_Exercise_
Take the line containing "of the chair" and all lines after it to the end of the records, and output them exactly.

Photo object pointing records:

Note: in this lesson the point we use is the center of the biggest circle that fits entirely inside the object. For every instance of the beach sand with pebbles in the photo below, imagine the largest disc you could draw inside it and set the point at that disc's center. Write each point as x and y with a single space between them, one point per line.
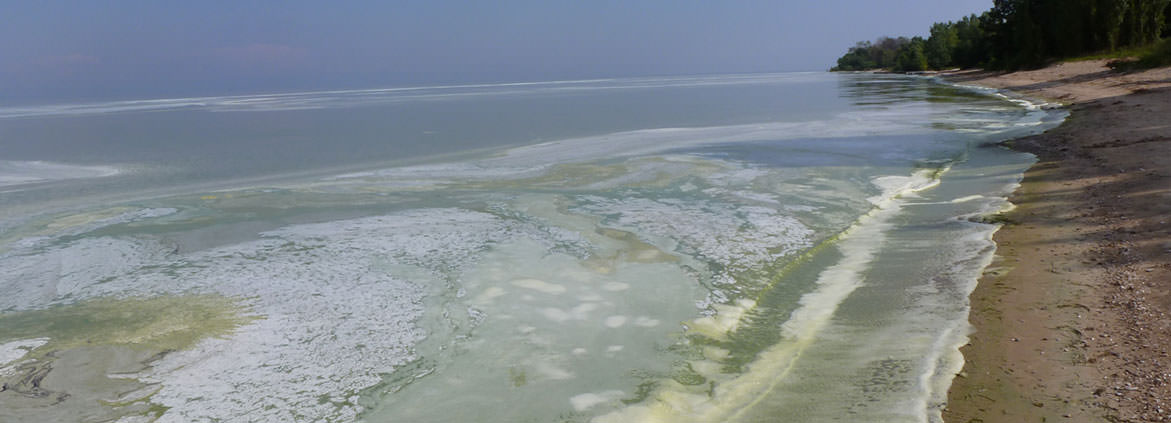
1070 321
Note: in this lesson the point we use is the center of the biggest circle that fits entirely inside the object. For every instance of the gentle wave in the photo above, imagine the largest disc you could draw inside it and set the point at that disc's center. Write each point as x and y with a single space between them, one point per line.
35 171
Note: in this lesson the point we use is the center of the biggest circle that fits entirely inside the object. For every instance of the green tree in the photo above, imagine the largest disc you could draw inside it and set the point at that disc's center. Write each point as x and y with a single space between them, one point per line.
942 45
911 56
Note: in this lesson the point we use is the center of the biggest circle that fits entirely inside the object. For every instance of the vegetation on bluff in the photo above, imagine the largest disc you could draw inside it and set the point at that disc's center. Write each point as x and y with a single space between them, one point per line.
1018 34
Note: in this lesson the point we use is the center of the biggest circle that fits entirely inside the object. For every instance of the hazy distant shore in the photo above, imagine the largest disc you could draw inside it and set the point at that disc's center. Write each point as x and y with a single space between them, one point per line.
1070 320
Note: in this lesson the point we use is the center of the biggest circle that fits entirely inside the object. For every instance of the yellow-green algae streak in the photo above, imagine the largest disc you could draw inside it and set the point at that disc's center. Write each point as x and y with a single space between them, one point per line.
114 333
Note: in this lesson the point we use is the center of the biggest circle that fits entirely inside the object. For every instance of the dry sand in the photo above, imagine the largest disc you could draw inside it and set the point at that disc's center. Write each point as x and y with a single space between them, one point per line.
1072 320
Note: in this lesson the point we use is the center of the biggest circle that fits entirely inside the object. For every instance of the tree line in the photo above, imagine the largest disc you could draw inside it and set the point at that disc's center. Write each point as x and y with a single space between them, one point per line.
1018 34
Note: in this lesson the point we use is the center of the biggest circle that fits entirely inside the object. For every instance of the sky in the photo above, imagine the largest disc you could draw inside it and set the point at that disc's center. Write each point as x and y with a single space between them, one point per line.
72 50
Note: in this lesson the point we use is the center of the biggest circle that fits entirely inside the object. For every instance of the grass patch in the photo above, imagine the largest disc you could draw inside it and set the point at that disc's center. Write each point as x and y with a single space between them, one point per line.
1120 54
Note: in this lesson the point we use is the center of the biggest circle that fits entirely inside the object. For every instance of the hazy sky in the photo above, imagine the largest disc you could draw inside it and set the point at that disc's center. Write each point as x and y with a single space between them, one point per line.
55 50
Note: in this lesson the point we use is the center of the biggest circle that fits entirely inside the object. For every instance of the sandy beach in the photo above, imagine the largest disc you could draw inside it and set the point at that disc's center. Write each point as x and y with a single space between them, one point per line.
1070 321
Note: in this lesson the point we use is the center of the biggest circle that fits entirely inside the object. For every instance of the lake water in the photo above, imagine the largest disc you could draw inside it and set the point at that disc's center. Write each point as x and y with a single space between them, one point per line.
775 247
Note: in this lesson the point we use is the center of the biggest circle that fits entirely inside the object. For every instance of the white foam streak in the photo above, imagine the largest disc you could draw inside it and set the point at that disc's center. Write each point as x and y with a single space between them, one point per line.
734 397
31 172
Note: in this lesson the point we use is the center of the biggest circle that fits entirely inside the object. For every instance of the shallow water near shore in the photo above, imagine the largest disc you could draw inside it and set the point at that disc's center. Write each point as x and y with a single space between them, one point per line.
716 248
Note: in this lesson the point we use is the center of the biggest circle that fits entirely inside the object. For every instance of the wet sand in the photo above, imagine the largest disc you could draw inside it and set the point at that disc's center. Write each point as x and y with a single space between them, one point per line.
1070 321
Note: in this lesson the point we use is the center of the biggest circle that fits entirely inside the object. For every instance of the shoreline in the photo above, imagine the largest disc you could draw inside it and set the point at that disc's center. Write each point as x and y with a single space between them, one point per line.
1070 320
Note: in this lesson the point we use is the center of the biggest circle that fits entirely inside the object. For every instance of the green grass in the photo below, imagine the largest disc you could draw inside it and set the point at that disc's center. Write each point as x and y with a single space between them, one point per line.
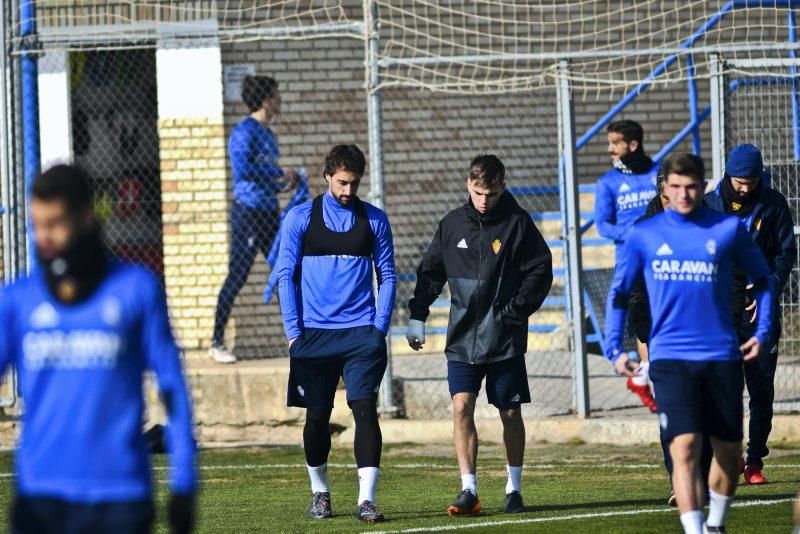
266 490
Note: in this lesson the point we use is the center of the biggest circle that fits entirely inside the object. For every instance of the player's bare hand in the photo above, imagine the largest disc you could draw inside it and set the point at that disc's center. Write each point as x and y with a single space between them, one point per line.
625 366
750 349
415 334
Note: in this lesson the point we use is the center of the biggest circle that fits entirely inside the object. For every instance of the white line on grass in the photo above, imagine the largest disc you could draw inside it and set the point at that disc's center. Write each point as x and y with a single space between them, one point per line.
619 513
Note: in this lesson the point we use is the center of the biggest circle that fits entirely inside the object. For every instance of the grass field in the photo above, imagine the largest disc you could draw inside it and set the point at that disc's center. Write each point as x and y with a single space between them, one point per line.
567 488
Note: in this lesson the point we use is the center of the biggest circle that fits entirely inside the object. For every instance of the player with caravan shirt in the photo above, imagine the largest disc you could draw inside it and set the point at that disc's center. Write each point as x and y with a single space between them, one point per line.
686 256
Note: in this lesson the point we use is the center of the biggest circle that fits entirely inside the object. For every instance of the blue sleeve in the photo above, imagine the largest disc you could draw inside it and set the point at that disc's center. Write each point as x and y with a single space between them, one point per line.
605 213
383 256
289 261
243 163
163 358
628 271
748 256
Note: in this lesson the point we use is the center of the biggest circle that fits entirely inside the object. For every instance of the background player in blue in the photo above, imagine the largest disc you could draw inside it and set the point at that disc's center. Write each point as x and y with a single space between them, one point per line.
745 193
622 193
255 213
334 325
499 270
686 256
81 331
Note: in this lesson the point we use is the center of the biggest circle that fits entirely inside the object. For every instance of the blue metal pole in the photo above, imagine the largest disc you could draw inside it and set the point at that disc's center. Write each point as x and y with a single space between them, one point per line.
795 94
693 104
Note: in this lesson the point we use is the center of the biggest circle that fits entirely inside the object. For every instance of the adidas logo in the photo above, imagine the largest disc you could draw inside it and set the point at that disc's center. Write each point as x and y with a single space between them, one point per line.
664 250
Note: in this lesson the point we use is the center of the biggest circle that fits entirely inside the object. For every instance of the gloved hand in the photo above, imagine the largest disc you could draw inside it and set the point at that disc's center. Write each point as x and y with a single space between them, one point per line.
415 334
181 513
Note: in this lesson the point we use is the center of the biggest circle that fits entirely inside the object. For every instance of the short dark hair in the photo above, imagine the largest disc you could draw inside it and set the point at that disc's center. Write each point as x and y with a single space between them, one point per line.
685 164
486 170
630 130
256 89
67 183
345 158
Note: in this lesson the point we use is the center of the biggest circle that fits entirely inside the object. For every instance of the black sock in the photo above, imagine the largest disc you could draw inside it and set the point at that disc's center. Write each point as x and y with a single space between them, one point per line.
368 440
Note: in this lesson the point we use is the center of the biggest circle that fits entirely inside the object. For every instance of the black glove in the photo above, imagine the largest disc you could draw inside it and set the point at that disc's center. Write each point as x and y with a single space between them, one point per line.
181 513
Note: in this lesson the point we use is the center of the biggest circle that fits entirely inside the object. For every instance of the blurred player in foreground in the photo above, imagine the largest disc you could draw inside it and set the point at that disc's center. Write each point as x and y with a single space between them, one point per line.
81 331
686 256
499 270
255 213
335 327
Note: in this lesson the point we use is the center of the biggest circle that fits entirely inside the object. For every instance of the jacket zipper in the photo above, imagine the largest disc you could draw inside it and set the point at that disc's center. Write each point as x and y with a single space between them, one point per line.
478 290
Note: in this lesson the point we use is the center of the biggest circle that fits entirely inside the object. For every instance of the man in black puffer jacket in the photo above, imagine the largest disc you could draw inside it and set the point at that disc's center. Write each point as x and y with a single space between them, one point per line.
744 192
499 270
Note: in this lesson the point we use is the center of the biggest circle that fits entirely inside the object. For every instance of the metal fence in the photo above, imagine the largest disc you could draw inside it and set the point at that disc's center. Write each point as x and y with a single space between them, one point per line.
422 90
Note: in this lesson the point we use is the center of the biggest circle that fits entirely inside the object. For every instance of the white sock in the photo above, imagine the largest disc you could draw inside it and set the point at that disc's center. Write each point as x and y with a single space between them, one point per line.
718 507
692 522
641 378
367 483
514 479
319 478
470 482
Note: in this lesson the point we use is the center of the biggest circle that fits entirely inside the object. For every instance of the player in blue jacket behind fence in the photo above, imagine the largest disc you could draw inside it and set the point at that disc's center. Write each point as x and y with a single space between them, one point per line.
335 325
622 193
686 256
81 330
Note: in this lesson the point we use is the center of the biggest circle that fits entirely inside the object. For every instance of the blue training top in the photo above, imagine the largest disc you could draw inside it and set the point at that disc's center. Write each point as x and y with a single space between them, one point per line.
335 291
620 200
80 370
254 156
687 263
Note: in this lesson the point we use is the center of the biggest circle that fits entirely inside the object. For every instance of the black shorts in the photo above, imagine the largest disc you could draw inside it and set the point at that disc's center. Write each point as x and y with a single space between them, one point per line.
699 398
506 381
320 356
46 515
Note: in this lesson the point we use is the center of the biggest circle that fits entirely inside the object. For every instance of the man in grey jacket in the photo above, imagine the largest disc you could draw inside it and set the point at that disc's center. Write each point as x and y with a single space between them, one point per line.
499 270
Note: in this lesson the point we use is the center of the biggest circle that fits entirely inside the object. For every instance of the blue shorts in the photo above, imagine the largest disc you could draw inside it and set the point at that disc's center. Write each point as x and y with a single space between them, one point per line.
43 515
506 381
699 398
320 356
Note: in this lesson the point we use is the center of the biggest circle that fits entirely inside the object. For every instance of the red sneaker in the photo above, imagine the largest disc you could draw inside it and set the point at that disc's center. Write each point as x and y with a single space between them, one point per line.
645 395
753 476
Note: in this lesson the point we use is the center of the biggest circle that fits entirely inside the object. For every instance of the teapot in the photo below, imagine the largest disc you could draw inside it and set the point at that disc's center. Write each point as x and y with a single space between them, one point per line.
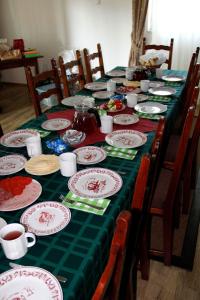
86 119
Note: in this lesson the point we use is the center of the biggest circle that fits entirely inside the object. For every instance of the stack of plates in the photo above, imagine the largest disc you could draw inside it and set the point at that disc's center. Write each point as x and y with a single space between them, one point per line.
42 165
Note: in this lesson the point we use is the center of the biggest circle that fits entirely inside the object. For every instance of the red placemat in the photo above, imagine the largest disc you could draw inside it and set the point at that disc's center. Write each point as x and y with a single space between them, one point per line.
143 125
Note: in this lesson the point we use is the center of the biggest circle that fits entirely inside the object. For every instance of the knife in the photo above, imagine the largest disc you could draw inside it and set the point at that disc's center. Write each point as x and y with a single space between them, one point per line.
17 266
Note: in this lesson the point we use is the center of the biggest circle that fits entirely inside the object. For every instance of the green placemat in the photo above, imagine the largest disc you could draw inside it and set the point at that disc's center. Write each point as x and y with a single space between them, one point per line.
120 152
85 204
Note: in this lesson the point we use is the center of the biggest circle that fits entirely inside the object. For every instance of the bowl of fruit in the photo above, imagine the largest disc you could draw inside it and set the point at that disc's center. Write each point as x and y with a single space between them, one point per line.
113 105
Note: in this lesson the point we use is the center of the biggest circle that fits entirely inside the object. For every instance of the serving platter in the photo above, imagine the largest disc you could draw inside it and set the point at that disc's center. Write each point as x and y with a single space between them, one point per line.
11 164
95 183
16 139
96 86
29 283
78 100
42 165
89 155
173 78
102 94
116 73
29 195
162 91
126 139
56 124
46 218
125 119
150 107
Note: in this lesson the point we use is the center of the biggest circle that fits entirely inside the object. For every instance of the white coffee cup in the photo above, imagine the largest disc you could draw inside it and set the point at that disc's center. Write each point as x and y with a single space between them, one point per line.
159 73
111 86
131 99
68 165
34 145
14 240
106 124
144 85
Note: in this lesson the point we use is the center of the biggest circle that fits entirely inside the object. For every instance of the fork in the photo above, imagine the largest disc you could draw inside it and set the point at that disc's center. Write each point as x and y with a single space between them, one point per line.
71 201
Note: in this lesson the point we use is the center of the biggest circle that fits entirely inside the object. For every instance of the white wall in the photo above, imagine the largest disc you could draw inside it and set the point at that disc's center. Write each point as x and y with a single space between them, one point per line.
54 25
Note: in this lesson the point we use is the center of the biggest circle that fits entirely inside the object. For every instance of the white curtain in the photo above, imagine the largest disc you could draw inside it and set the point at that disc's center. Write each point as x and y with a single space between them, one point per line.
175 19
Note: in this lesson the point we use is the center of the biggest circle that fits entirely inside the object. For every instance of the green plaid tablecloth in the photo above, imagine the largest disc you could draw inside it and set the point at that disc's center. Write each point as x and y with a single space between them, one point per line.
102 203
79 251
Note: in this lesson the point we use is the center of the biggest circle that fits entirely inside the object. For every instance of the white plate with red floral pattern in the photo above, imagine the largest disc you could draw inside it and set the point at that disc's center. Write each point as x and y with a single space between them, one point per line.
16 139
95 183
126 138
89 155
29 283
46 218
11 164
56 124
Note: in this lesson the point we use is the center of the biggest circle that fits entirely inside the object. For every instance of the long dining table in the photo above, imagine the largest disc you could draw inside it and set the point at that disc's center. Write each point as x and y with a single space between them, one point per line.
80 250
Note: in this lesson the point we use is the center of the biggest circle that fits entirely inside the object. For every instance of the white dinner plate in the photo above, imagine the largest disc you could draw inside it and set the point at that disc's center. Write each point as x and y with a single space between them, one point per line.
29 195
56 124
96 86
29 283
11 164
150 107
126 138
89 155
77 100
173 78
116 73
102 94
46 218
95 183
162 91
125 119
16 139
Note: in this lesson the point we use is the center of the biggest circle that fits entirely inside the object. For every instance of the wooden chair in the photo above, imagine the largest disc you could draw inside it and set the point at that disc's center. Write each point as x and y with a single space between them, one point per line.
88 58
110 281
189 178
39 80
165 202
160 47
1 131
73 79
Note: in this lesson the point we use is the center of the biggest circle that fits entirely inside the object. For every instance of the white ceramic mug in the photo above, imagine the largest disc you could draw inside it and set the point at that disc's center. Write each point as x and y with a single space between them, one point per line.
68 165
14 240
144 85
111 86
159 73
34 145
106 124
131 99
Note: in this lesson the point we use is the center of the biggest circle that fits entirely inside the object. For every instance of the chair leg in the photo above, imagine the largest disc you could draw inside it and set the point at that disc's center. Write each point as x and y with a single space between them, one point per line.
167 239
144 257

_Task output_
Note: in this lesson the point we use is the center of the biggest circle that fits entirely inside the object. For every instance of the chair leg in the photo above, imagine the largest disc you could draw inside it and set the point at that disc's center. Write each point as x and y with a single space between them, one point per line.
167 239
144 257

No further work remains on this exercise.